## What is expected
Copy each line exactly. Drop every picture.

## Data excerpts
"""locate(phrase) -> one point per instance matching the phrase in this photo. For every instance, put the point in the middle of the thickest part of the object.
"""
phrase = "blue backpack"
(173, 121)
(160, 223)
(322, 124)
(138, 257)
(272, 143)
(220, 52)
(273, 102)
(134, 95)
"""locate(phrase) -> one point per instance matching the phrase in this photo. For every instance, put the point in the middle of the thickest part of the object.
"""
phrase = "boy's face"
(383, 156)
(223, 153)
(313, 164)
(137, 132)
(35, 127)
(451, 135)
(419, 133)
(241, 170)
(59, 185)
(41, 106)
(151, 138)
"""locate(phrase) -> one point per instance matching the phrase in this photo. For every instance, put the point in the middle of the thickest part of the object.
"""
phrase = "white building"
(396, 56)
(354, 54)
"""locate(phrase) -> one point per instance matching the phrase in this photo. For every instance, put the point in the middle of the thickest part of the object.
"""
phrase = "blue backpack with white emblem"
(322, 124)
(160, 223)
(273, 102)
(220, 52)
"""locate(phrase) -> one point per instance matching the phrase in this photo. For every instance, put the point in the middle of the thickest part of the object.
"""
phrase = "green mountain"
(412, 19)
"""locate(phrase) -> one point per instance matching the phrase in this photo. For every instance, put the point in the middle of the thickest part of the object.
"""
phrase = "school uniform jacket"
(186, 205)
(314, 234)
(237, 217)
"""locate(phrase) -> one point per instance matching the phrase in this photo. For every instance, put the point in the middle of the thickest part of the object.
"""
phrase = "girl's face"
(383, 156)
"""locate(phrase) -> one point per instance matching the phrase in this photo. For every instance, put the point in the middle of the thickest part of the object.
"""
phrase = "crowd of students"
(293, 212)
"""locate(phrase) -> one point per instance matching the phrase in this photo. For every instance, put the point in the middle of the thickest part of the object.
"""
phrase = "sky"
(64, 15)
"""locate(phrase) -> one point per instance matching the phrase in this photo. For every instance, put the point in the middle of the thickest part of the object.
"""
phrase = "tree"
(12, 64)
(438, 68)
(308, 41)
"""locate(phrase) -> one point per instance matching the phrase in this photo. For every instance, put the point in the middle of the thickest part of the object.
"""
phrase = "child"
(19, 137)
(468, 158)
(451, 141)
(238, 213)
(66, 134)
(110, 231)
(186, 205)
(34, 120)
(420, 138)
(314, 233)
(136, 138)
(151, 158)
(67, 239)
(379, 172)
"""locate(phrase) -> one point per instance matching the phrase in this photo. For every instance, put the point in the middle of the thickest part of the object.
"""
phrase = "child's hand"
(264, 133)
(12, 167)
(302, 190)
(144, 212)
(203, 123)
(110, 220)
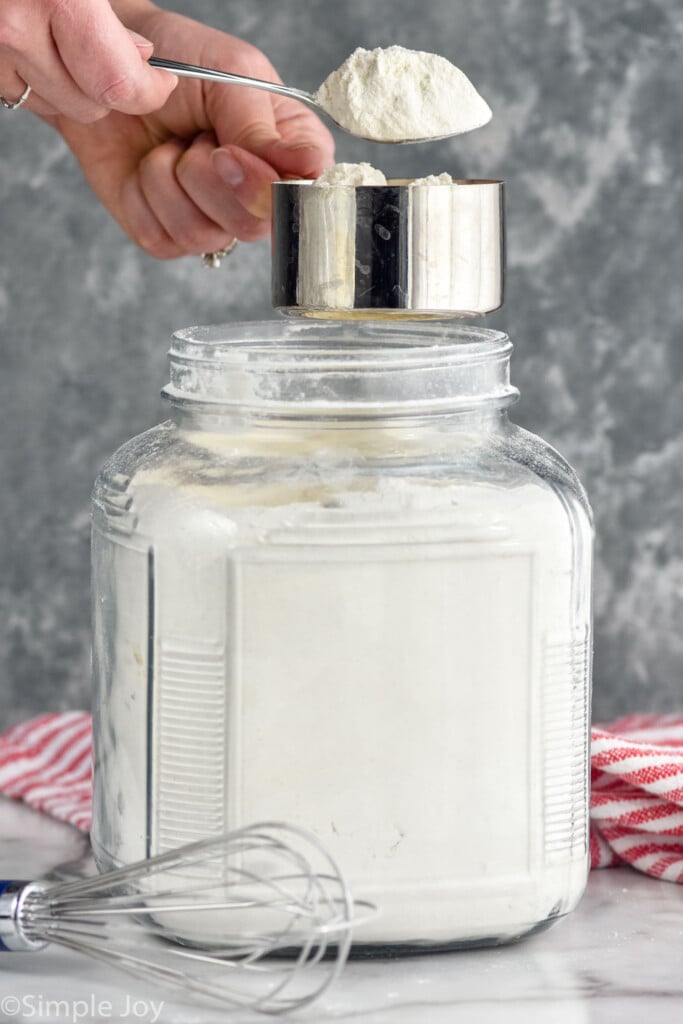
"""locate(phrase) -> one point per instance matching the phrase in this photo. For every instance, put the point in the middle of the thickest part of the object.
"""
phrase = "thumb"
(304, 158)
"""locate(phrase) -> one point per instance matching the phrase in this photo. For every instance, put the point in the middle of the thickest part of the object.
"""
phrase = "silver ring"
(7, 103)
(212, 260)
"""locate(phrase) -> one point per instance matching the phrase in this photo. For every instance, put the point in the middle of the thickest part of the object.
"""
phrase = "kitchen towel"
(636, 769)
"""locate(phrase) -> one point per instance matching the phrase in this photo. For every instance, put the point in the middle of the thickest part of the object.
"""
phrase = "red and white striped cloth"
(636, 767)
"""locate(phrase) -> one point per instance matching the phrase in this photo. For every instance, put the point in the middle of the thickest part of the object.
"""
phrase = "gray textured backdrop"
(587, 132)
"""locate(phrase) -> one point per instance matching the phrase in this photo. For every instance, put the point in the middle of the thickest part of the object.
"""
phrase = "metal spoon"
(211, 75)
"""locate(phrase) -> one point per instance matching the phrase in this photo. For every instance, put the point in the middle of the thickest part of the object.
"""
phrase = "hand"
(78, 58)
(197, 173)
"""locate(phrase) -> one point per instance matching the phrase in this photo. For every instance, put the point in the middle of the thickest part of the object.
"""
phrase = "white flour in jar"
(344, 656)
(396, 94)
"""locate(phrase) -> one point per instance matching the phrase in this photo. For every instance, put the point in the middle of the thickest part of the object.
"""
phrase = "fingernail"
(139, 40)
(227, 168)
(297, 145)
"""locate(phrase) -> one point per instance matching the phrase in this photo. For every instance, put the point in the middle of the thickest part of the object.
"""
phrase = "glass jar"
(339, 588)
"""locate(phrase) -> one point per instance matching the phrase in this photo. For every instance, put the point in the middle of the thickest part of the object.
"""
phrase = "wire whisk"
(260, 918)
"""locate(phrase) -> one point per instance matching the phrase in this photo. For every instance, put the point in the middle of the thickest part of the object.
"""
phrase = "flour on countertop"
(396, 94)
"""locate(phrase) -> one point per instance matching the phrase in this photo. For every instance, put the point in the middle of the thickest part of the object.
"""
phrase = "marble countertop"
(617, 960)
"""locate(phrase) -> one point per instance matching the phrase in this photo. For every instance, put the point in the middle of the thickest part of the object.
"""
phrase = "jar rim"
(364, 343)
(340, 368)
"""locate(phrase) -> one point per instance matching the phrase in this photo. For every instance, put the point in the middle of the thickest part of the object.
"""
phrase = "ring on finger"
(9, 105)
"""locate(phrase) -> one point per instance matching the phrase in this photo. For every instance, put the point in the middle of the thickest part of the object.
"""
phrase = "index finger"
(101, 57)
(282, 131)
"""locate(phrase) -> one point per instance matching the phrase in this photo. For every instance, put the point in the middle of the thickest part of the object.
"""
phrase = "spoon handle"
(211, 75)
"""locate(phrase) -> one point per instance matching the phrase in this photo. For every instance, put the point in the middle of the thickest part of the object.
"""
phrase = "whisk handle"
(12, 936)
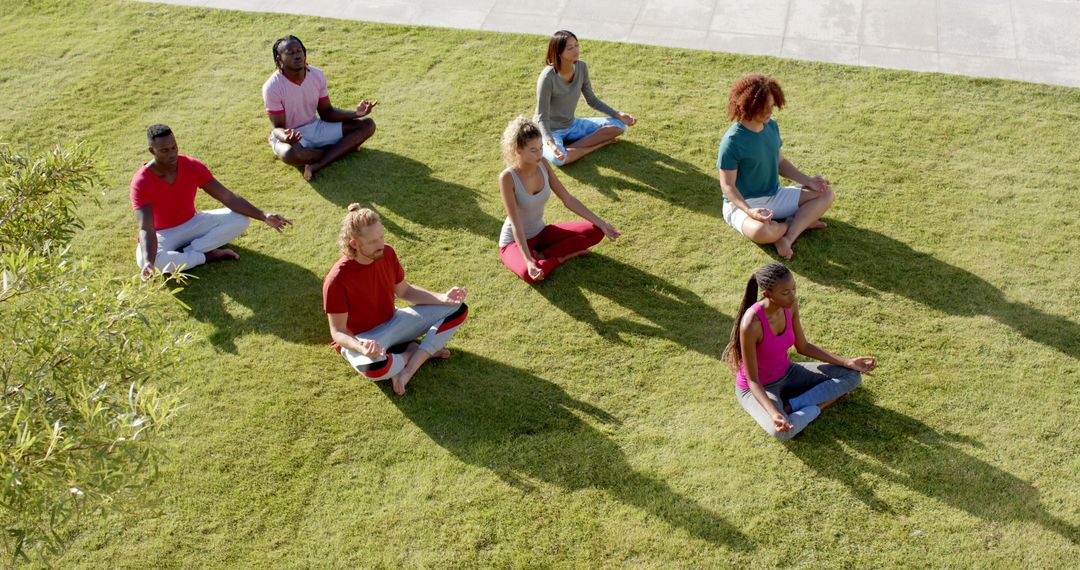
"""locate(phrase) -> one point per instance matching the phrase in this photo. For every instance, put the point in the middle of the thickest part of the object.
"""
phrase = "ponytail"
(763, 279)
(732, 354)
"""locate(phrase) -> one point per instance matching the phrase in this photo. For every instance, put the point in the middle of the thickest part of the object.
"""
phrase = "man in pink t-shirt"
(308, 131)
(172, 234)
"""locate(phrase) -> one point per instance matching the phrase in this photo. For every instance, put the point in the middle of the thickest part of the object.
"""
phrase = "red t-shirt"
(172, 203)
(364, 292)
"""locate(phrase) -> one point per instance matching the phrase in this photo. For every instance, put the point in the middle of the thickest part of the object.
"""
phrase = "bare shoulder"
(751, 324)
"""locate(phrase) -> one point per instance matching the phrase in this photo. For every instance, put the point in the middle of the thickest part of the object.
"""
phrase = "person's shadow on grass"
(277, 297)
(676, 314)
(869, 442)
(869, 263)
(528, 431)
(651, 173)
(383, 180)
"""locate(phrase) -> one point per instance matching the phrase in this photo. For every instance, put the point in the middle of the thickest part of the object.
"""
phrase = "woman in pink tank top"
(783, 397)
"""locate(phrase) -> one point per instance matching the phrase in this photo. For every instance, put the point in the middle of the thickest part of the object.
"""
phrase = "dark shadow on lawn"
(677, 314)
(385, 180)
(651, 173)
(526, 429)
(908, 452)
(285, 299)
(868, 262)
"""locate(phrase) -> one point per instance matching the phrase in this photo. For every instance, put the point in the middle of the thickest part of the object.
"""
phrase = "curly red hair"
(750, 95)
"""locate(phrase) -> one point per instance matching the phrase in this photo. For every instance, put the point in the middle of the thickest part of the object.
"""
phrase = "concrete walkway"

## Correct result
"""locate(phrase) -> one point per instance matching the phrase in this photo. For every instance, put the point in the middle of the thickest part of the object.
"""
phrase = "blue backpack"
(173, 121)
(160, 223)
(322, 124)
(138, 257)
(272, 143)
(220, 52)
(273, 102)
(134, 95)
"""locate(phrase) -> one point per instance matching the phrase in this photo. For every instance, put the point in the middle of the thickest part of the object.
"""
phrase = "boy's face"
(383, 156)
(223, 153)
(313, 164)
(137, 132)
(35, 127)
(451, 135)
(419, 133)
(241, 170)
(59, 185)
(41, 106)
(151, 138)
"""locate(phrase) -> one point per instance matching the phrase in this photo. For every instance, put the point in the middle of the thickest part of the object.
"""
phrase = "white building"
(396, 56)
(354, 54)
"""locate(phrase) -> one point per instance matching the phrase in this photo. For every instance, put the point in the middle of the thickest part of the object.
"""
phrase = "blue backpack with white emblem"
(322, 124)
(160, 223)
(273, 102)
(220, 52)
"""locate(phrase) -> one point per instance matching the phrase in this photo. For every instance, put the point in the middle of the thickest part of the object.
"""
phrase = "green mountain"
(412, 19)
"""locate(phrase) -> one point per instance matching the phrase in this photo. For every instance, put the point in the middle of the thickest part of the object.
"""
phrase = "school uniform jacket"
(186, 205)
(314, 234)
(237, 217)
"""locate(phrase) -> one point per instance matching the phrase in this photo. For every instance, put the point in the middle of the thickest part of the object.
"""
phrase = "girl's face"
(383, 156)
"""locate(phrase) -> one point per instance matching the phrase in this photo. For every instance, put the point in the middle of the thickest part of the object.
"""
phrase = "crowd of students"
(293, 212)
"""locate(phrase) -> one point per instance matching the phrase in this photo. For every instance, put the point in the middle of the thickest part of the object.
"""
phrase = "sky"
(64, 15)
"""locate(phrase) -> one point per instance matching the phrase in this photo. For every instance, put the point in the middle of the thickest part of the object.
"""
phrase = "tree"
(12, 64)
(438, 68)
(308, 41)
"""locate(phrase) -> one point per instance matching the phrase in this photo. For every instance, put the point in the middle of the thickest part of the object.
"""
phrase = "child"
(19, 137)
(468, 158)
(451, 141)
(238, 213)
(66, 134)
(110, 231)
(186, 205)
(34, 120)
(420, 138)
(314, 233)
(136, 138)
(151, 158)
(67, 239)
(379, 172)
"""locate(phrase) -> one point per instance matching the phrase in this photo. For every instance, put the point in the middle of the thickest part of the object.
"""
phrase = "child's hand"
(264, 133)
(12, 167)
(302, 190)
(144, 212)
(203, 123)
(110, 220)
"""locate(phrase) -> one point per instance matching the phrase in this photo. For every instance, put the point in the middle of the thickest part of the object.
"""
phrase = "thumb"
(304, 158)
"""locate(phrase) -> one point per instance matching the phrase in this photo. For every instance, put the point in the middle of the thickest part of the object.
"""
phrase = "silver ring"
(7, 103)
(212, 260)
"""locate(phrase) -> one point per instance matching the phrase in this photo. For every instance, put the point in the middle of the thickest part of the object.
"""
phrase = "kitchen towel"
(636, 769)
"""locate(phrase) -> one point per instance matching the phrase in this photo. For every instance, put the point in the middle of the thickest part of the object.
"""
phrase = "red and white striped cloth"
(636, 767)
"""locate(phrase) -> one point per instance matching the phrase in this photo. For every instance, put the point in the middle of the thickest part of the object.
"""
phrase = "gray textured backdrop"
(587, 132)
"""locate(phrase) -> one point per instance matching the phrase in this photo. For every instance, put the point in the middle of the thickest part of the object.
"""
phrase = "metal spoon"
(211, 75)
"""locate(phrase) -> one point per instance matching the phrase in this photo. For every instance, put the point in the middle of the thickest part of the object.
"""
phrase = "hand"
(78, 58)
(197, 173)
"""locate(phrase) -> one point per instance matching the phrase in this photo. For every instance, put the point in the middle of the thickest part of the object.
"""
phrase = "white flour in jar"
(344, 656)
(396, 94)
"""locate(phrase) -> one point per instance matching the phrase in this photo. For every instance, put the point in the middle of the thickest part of the object.
"""
phrase = "fingernail"
(139, 40)
(227, 168)
(297, 145)
"""locate(phrase) -> one point per instance matching the phrase in this photo. For every instance, put the point in the middle of the thickest part of the object.
"""
phrase = "glass jar"
(339, 588)
"""locate(phrase) -> one point per instance matching the phrase in this photo. For every instance, put the point in the middle of the thickest part of the object.
"""
phrase = "wire whisk"
(260, 918)
"""locate(phrase) -> one point per instance matching the phrase in this photo. For every instance, put the point in the middle of the thickest part of the object.
"""
phrase = "flour on countertop"
(396, 94)
"""locate(phrase) -> one point per instance matching the phrase in this photo. For every instance, put the point in the middle of the thickest part of the object.
"""
phrase = "marble countertop"
(617, 960)
"""locate(phrase) -> one point per instance matching the phrase in this photo. For every instance, put the point in the middle of the thickest part of the object.
"""
phrase = "jar rim"
(364, 343)
(340, 368)
"""locate(phrase) -> one point per instance matching the phrase in this photo. For every instance, put the point in the middle of the thickest part of the object.
"""
phrase = "ring on finger"
(9, 105)
"""locate(phrase) -> one point per instance matching the phrase in this photo. For every instance, put the point in the middle of the thickest part of the object.
"""
phrase = "index finger"
(101, 57)
(282, 131)
"""locate(phrase) -> one point per instance matching the phrase in this photo. For every instance, put the point in the middle of the thickest part of the object.
"""
phrase = "spoon handle"
(211, 75)
"""locate(phrase) -> one point per instance matching the phrase in this photo. For every instance, put the point in the middle of the thickest part of the object.
"""
phrase = "whisk handle"
(12, 936)
"""locate(phrase) -> one point per instance matching the phrase in this photo. For every instance, put the point in the middle of the thickest part of the object.
"""
phrase = "ponytail"
(763, 279)
(732, 354)
"""locate(phrase) -> one point per instance matching the phrase in this photo. For every instance, put the point in the middle of the thickest part of the object.
"""
phrase = "man in pink t-shirt"
(308, 131)
(172, 234)
"""locate(phrase) -> one point per instance matching the phrase in this photo. For every instance, put the point in the middle of the thickest part of the object.
"""
phrase = "red t-shirt"
(172, 203)
(364, 292)
"""locate(phrase) -> one point per instance matching the phrase in this photo. For every instance, put the point in the middle of the thickest part of the object.
"""
phrase = "bare shoulder"
(751, 324)
"""locate(phrase) -> one point per instance matching the phrase in this photo. For every instance, put the point in the middle of the thickest part of the object.
"""
phrase = "person's shadow on grass"
(277, 297)
(676, 314)
(869, 442)
(869, 263)
(528, 431)
(651, 173)
(383, 180)
"""locate(phrase) -> one point per instance matching the phrase in this photo. For every instance, put the point in the middle of the thickest part of the object.
"""
phrase = "woman in pink tank top"
(783, 397)
"""locate(phrase) -> one point per instance matching the phrase in this photo. For every instance, put the point in the middle of the thickest part of the object.
"""
phrase = "dark shadow on lawn"
(677, 314)
(385, 180)
(651, 173)
(526, 429)
(908, 452)
(285, 299)
(868, 262)
"""locate(phrase) -> one point per instance matching the phrase in this photo. For every instance, put the point in the middle of the thickest part of the object.
"""
phrase = "curly red hair"
(750, 95)
"""locate(phrase) -> one point per instance matching the phrase in this photo. For every instance, put the point in the middle of the thickest part of the object.
"""
phrase = "concrete walkway"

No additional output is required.